§ **Extract**

Start

To the main issue, though, I kind of agree. I've always thought MG fiction was a tough row to hoe.


----------



## PermaStudent (Apr 21, 2015)

Jan Hurst-Nicholson said:


> Looks like the answer is to get published by Scholastic


Very likely. 

I'm not a buyer in the MG market, but I will be in a few short years, and guess where I'll be spending a lot of those dollars? Not because there aren't other options, but because of a huge marketing effort to grab my attention *before* my kids aged into that market. And they've got offerings for when my kids age out of it, too.


----------



## vagabond.voyager (Jul 24, 2018)

You come across as someone desperate to avoid facing reality when faced with a failed endeavour. _"I'm not a failure because I am not good at what I am attempting, I'm not successful because parenting, schools, and kids have failed._" Your wild claims are almost comical, are not valid, and your "proof" non-existent. There is a huge market for books focused on children of that age. The thing is, as others have mentioned, although tablets are popular with kids, eReaders are not. Kids like books, not eBooks. I am a great-grandfather who has a lot of contact with kids, and almost all of them are avid readers. Any kid's room that I have checked has lots of books. All the kids I know have favourite authors. Perhaps you need more contact with kids, and fewer theories with no basis.


----------



## Guest (May 30, 2019)

Different strokes for different folks. This is a stimulating thread.  


As for my personal experience (as a parent) one of mine reads, the other doesn't. Of the one that reads, all his friends are non-readers. When I say non-readers - they won't EVER pick up a book. No time, no enthusiasm, no interest. So, based on my knowledge of them and their friends I would say 1 in 10 lads are readers. I can't say if that's different for girls. If that replicates across the country (we're mid-range) then you have your problem.


Bearing in mind that most of the posters on this thread are writers, it follows that their families are also likely to be well-read. It doesn't follow that this is a national or international average. I'd say we on here, are actually exceptional, and not of an average standard. Personally, I couldn't live without reading books. I've transferred that to my wife and one son. I wish I could get the other one to do so - it would change his life.


----------



## Guest (May 30, 2019)

Kids like to use tablets or even a phone for playing games or watching youtube, they haven't caught on with eBooks ... yet. I remember when I was a kid I liked books with pictures in them. Also, a lot of kids get their reading material for free from school or the library. They're not really reading blurbs or browsing back covers, they read what's given to them. Sometimes they like what they're given and ask for more of it but the way they're exposed to books is obviously a lot different than adults. 

If you really want to write middle grade it's one of those genre's where you need to go trade.


----------



## Shane Lochlann Black (Mar 3, 2015)

> I'm not successful because parenting, schools, and kids have failed.


I'm not successful because there's nobody there. This thread is a list of reasons posted by other authors why MG doesn't sell on the Kindle: Parents don't trust the Kindle. Kids get books at the library and not the bookstore. Scholastic has a taxpayer-subsidized monopoly. Dreamworks didn't make my cover. I didn't make a $150 million film as a marketing tool.

End

§ **Data block**
Start

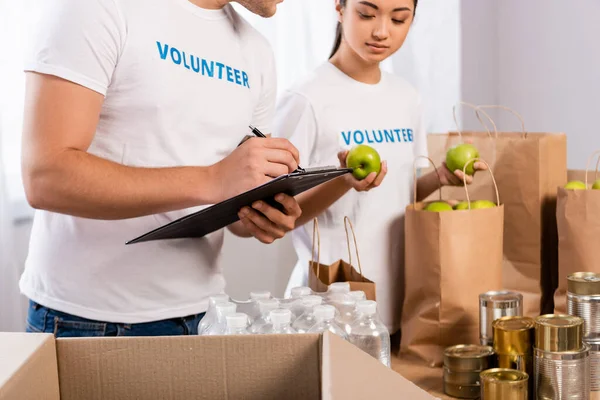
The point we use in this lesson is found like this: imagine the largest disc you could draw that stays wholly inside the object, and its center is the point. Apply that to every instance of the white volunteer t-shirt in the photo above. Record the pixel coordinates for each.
(181, 86)
(329, 112)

End

§ **What you are asked to do**
Resume the forum thread about selling middle-grade fiction on the Kindle, starting right after its last sentence.

§ **Answer to this problem**
Earlier in the thread someone suggested that being a marketing consultant for one of the most popular animated characters on Earth didn't teach me anything about the MG book market. It did, but I wasn't paying attention. Sailor Moon sold so many comics in Japan that it kicked off a worldwide collectibles craze that bankrupted Marvel. The comics did just fine here as well. When they tried to pivot into prose fiction, they cratered. I know because I was there. Same distribution. Same shelf at the bookstore. Same publisher. Same character. Same fan base. One sold, the other didn't. I should have known better.

Meanwhile, if I want to sell MilSF or LitRPG, I write a book, I put a cover on it and feed five bucks into the ad machine. Sales pour out like a Pechanga slot on Labor Day. Why? Because there are markets for MilSF and LitRPG on the Kindle.



> There is a huge market for books focused on children of that age.


At the library.



> Bearing in mind that most of the posters on this thread are writers, it follows that their families are also likely to be well-read.


That's understandable. It also explains why they have such trouble imagining parents who are aggressively disinterested in reading and encourage illiteracy in their kids. It seems to me the Kindle would be thrilling for parents. Or a teacher. Or a librarian. $10 a month for practically unlimited reading material, and a whole new market for MG authors. Alas, I'm probably five years early.

Someday I will have exquisite hardbound volumes of my MG series printed, and I'll just give them away. If I can't sell the thing, at least perhaps I can encourage the kids to read more.


----------



## atree (Jan 1, 2019)

All I see here is someone boxed in by self-catering convictions.

MG is smallish but decent segment but you need to think outside the box. Since when is Kindle the only medium for self-publishing?
The opportunity to publish print books has never been as good as it is now and it's getting better by the day. Add to that the simple fact of medium to low competition (the giants don't count, I mean the mass of self-pubbers) a harder market to reach... but substantially less competition than in many other genres.

Depending on what you are writing, you may need to reconsider what MG readers are consuming today. This is not the 70s, not the 90s and not even 2010. Kids aged 8-12 today consume almost-adult media by the bucketfull. Themes, the level of adventure and the level of dialogue between characters need to reflect this to break in.

If MG is what you want to write and are good at, I suggest take a step back and rethink your market approach strategy because there is a market, and it's full of gaps.


----------



## ShawnaReads (May 9, 2019)

atree said:


> This is not the 70s, not the 90s and not even 2010. Kids today consume almost-adult media by the bucketfull. Themes, the level of adventure and the level of dialogue between characters need to reflect this to break in.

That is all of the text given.